» **Problem statement**
In one to three sentences, explain why, according to the passage below on B2B sales reps, the rep with the most experience wins in these situations.

In these situations, the sales rep with the most experience wins because they’ve learned how to fulfill the customer’s needs over time. But a newer sales rep has a much more difficult time; they need to gain the knowledge to support the complexities of a B2B customer base.
“The question for distributors is: How do you help all the sales reps, regardless of their length of time in service? AI tools can do this by making predictive suggestions to fulfill customer needs,” Creamer said.
Hein said that in B2B, reps must change contexts more quickly. “If I personalize a B2C interaction, I base it on prior brand loyalties. In B2B, the real driver is what is the application today. Suppose I’m an electrical contractor working on the production line of a chicken processing plant in Kentucky. In that case, I will need very different kinds of products from renovating a hospital in downtown Chicago.”

» **Provided material**
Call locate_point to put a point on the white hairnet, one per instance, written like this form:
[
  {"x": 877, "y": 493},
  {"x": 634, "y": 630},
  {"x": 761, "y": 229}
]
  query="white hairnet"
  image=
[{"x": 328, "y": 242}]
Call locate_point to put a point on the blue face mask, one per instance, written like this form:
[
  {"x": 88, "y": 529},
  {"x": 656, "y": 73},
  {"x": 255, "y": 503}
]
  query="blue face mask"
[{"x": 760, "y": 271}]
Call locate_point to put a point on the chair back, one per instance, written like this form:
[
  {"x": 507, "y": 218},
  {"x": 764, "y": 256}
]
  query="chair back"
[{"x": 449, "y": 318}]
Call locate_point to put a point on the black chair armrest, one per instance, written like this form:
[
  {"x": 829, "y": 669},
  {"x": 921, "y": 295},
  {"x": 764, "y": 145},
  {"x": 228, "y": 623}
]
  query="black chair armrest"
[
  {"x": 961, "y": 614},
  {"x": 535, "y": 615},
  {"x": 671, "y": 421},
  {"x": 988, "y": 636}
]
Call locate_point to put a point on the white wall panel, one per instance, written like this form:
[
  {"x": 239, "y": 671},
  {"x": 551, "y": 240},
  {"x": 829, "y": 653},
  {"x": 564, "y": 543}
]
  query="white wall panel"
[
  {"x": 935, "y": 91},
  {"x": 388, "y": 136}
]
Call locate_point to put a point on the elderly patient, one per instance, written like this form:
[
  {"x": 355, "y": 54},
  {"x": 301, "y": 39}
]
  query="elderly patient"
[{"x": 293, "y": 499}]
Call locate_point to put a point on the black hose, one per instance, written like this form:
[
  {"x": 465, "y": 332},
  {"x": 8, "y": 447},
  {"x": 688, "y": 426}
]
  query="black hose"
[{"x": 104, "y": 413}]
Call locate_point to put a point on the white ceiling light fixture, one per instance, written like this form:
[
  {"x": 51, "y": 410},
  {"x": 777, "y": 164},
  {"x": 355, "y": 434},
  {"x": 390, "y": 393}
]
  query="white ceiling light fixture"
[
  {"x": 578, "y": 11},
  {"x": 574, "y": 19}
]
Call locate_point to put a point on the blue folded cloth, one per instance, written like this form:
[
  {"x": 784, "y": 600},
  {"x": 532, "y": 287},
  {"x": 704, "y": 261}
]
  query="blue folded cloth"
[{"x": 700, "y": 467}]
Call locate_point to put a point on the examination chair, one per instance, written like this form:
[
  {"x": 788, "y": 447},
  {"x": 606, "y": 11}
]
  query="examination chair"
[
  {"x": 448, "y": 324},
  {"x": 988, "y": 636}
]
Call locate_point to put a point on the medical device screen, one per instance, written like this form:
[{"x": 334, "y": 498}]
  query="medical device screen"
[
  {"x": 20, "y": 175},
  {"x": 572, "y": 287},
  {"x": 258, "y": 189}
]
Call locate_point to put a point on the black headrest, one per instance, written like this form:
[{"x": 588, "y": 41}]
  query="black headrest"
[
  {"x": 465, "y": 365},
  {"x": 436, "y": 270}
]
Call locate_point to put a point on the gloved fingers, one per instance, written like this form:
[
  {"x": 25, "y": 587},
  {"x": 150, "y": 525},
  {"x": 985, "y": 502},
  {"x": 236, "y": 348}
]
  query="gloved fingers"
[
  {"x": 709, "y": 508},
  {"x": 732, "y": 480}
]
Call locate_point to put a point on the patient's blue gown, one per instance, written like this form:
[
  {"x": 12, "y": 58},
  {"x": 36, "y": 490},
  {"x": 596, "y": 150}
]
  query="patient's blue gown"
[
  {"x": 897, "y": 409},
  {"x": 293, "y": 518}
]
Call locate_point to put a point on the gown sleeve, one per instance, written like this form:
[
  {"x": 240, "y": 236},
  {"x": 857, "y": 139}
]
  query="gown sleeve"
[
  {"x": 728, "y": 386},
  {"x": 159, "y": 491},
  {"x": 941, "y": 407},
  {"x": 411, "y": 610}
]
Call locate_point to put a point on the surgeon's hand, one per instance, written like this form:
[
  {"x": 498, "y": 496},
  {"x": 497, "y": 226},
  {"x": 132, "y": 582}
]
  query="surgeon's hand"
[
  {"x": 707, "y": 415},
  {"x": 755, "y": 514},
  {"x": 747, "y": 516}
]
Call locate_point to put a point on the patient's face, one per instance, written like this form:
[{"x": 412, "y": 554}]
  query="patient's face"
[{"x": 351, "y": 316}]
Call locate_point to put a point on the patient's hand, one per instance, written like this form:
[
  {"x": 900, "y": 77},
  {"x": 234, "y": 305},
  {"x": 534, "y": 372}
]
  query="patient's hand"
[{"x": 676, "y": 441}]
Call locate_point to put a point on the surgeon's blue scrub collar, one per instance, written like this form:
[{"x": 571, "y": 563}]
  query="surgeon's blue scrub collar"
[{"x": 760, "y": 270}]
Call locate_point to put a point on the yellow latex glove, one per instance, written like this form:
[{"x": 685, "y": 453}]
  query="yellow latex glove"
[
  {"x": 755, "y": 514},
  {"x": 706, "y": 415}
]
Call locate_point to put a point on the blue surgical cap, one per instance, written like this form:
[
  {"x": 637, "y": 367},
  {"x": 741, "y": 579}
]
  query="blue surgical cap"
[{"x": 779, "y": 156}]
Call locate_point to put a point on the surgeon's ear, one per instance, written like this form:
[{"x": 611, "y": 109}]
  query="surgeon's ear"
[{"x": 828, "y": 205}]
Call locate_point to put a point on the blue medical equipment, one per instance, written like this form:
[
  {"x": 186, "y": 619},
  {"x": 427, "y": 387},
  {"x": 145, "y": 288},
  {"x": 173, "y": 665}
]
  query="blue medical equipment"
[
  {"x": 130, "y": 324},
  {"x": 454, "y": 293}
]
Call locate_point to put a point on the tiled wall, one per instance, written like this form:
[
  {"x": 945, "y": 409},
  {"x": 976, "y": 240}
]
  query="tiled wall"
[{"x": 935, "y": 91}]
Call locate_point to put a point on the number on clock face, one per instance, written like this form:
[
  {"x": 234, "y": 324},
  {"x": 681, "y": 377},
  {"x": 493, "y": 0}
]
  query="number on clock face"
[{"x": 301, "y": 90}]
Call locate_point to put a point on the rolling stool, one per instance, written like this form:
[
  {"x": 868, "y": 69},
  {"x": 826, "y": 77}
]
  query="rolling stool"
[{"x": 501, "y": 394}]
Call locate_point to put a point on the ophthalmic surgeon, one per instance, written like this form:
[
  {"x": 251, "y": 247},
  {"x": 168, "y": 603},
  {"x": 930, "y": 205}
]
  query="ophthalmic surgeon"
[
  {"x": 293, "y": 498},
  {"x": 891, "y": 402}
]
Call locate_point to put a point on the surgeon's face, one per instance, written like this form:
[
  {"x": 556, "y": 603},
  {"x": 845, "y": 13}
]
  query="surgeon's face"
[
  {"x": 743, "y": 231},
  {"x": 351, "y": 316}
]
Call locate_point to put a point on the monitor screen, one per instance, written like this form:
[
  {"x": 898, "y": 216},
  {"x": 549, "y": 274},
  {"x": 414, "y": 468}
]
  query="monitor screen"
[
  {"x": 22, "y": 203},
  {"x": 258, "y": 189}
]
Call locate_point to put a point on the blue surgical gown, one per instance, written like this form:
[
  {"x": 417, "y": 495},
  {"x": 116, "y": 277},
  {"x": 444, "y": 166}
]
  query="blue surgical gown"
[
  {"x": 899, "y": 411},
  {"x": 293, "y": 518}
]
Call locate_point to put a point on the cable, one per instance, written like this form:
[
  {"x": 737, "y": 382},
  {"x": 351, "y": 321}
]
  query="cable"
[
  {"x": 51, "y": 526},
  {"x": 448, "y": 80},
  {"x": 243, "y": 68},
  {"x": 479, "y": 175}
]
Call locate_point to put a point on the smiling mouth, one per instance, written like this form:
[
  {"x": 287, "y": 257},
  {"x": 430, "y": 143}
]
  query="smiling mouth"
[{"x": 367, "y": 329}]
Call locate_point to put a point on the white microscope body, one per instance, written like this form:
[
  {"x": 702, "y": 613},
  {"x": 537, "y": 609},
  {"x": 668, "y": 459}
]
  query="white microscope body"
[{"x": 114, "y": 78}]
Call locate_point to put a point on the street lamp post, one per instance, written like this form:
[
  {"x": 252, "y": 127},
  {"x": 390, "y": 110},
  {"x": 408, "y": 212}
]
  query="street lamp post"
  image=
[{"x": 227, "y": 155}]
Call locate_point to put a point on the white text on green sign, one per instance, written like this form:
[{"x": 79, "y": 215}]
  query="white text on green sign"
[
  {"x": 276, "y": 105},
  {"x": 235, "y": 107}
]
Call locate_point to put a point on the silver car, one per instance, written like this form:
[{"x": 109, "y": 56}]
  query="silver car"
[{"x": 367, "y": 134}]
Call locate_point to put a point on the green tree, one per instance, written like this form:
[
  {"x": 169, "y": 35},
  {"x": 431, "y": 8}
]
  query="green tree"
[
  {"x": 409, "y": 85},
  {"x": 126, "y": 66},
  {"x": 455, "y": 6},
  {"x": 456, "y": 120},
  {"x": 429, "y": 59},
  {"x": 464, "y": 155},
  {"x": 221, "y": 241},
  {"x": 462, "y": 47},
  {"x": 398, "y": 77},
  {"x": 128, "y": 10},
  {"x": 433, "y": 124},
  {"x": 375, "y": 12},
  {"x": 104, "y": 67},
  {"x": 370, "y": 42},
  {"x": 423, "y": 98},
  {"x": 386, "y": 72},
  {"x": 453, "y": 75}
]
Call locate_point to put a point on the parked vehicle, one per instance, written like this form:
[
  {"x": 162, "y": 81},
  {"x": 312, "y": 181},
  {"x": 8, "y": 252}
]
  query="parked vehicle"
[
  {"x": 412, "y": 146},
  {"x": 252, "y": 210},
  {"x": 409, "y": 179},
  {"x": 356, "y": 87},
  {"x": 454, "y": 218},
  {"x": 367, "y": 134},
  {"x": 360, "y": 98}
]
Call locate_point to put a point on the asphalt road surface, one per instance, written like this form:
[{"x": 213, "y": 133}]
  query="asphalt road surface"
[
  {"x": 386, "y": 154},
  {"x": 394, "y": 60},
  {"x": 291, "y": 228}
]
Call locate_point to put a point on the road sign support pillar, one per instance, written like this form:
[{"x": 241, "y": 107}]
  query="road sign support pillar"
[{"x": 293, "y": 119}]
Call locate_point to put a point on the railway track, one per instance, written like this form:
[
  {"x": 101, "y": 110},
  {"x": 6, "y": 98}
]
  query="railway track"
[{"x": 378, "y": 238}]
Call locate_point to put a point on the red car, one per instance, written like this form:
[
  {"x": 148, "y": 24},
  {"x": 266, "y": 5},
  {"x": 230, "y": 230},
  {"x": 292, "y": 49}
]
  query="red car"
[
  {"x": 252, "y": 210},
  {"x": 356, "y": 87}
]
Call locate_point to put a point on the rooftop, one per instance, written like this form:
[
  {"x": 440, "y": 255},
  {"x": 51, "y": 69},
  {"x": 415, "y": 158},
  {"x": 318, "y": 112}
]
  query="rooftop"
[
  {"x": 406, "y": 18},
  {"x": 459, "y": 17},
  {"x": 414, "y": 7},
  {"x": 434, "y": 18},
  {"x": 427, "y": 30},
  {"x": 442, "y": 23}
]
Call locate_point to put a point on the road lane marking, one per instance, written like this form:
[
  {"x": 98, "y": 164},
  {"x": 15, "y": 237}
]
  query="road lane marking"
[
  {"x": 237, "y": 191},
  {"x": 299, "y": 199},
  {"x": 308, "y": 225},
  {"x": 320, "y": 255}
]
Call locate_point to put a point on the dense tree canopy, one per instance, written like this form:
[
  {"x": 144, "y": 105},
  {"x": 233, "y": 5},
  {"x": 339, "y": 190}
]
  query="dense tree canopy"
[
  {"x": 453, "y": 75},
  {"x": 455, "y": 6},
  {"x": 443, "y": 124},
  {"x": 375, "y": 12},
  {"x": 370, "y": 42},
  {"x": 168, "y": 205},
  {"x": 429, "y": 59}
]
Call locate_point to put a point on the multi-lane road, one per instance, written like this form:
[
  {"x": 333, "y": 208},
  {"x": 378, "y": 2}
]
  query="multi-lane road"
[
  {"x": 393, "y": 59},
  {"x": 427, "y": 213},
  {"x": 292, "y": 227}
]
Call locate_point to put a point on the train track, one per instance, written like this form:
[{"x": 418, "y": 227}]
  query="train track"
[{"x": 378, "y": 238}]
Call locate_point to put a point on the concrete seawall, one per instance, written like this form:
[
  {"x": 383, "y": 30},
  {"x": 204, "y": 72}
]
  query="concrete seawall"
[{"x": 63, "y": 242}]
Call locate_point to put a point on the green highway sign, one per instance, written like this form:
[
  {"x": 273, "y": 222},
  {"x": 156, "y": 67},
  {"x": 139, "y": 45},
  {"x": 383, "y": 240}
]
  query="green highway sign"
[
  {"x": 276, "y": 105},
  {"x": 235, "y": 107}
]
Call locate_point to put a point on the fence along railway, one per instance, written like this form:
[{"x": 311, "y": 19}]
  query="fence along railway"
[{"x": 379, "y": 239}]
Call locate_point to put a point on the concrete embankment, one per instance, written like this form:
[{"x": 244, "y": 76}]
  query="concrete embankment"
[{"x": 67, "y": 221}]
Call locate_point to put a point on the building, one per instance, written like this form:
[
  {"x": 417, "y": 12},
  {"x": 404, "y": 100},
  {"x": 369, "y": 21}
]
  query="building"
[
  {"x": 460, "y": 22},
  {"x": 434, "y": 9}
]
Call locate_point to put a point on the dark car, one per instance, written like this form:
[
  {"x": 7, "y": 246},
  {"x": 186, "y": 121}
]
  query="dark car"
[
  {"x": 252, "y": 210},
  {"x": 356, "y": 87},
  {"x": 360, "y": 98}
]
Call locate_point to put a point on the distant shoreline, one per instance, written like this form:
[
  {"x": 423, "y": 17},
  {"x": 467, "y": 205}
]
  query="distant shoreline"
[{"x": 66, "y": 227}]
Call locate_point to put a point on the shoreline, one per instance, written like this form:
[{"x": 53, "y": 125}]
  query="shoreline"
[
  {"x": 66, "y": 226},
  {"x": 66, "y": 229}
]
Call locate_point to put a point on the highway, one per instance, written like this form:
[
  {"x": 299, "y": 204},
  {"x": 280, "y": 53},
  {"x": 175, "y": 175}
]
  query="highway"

» **Answer below**
The most experienced rep wins because they have learned over time how to fulfill the customer's needs. A newer rep has a much harder time, since they still have to gain the knowledge needed to support the complexities of a B2B customer base.